## STATED PROBLEM A
From the card detection report below, write out the passage starting at "In this project, Roberts'" and ending at "implement the detection.", reproducing every word and mark without change.

## TEXT BLOCK
════
The nPhaze Boys Official Site

FINAL REPORT (Page 2 of 4)

Introduction

Initial Experimentation

Card Detection Process Overview

Rotation

Results

MATLAB Code

Demos

Division of Labor

Acknowledgements

Consulted Sources

Card Detection Process Overview

In order to make an effective image recognition system, the positioning of cards in the image must not be restricted. The project overcomes this limitation; the cards do not have to be located in a certain portion of the image.

The process of card detection implemented in this project contains three steps:

Edge Detection
Corner Detection
Correlation Algorithm

Sample Playing Card Image

Step 1: Edge Detection - "On the Bleeding Edge of Technology"

The purpose of edge detection is to reduce the image down to the prominent edges. Edges carry useful information about the object boundaries which can be used for image analysis, object identification and image filtering. Edges are defined as local variations of image intensity. On the image above, the prominent edges are easily found by locating a transition from black to white and vice versa. When a large change in intensity (think derivative), an edge has been located.

In this project, Roberts' edge detection (1965) is used based on its performance with several playing card images. This technique calculates two differences in intensity:
D(1) = P(x+1,y+1) - P(x,y)
D(2) = P(x,y+1) - P(x+1,y)

and takes the square root of the sum of the squared differences. These two differences represent a finite approximation to the derivative of brightness. The image below shows the result of Roberts' edge detection. The MATLAB edge function was used to implement the detection.

Image after edge detection

Step 2: Corner Detection - "Down On The Corner, Out In The Street O' Love"

The next step in the recognition process is the detection of corners. After generating a few ideas, the simplest approach worked with the greatest accuracy. The edge-detected image is scanned with a 35x65 window column by column/row by row in a two-dimensional convolution/rasterization pattern. At each pixel in the image, the number of white (edge) pixels contained in the 35x65 window are summed. If this amount is greater than a set threshold, the pixel coordinates are saved as a potential corner site. The graph below shows the potential detections of the corners. The process was implemented in the function scanit.m.
════
## RECORD EXCERPTS

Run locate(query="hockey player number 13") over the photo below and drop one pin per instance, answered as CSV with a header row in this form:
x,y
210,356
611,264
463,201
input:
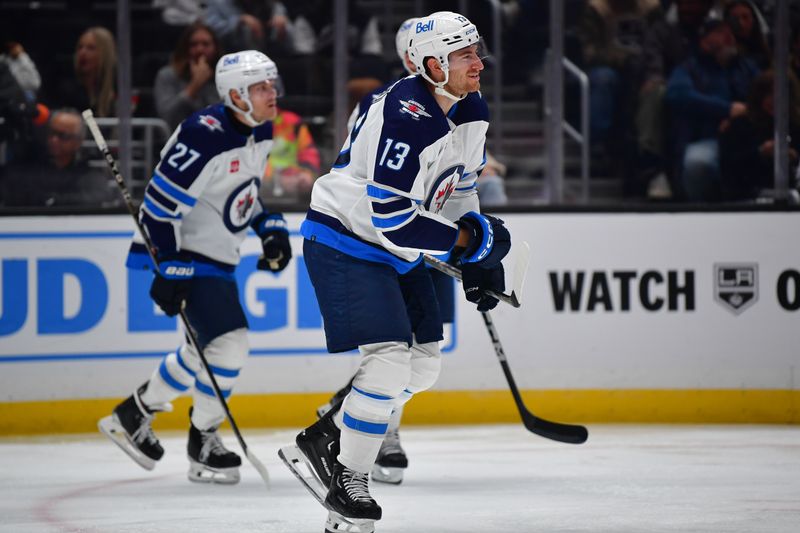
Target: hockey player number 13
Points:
════
## STATED PROBLEM B
Pull out every line of the listing above and reproduce each one without alteration, leaving the pictures out of your answer.

## EXERCISE RESPONSE A
In this project, Roberts' edge detection (1965) is used based on its performance with several playing card images. This technique calculates two differences in intensity:
D(1) = P(x+1,y+1) - P(x,y)
D(2) = P(x,y+1) - P(x+1,y)

and takes the square root of the sum of the squared differences. These two differences represent a finite approximation to the derivative of brightness. The image below shows the result of Roberts' edge detection. The MATLAB edge function was used to implement the detection.

## EXERCISE RESPONSE B
Run locate(query="hockey player number 13") over the photo below and drop one pin per instance, answered as CSV with a header row in this form:
x,y
210,356
611,264
463,201
input:
Target: hockey player number 13
Points:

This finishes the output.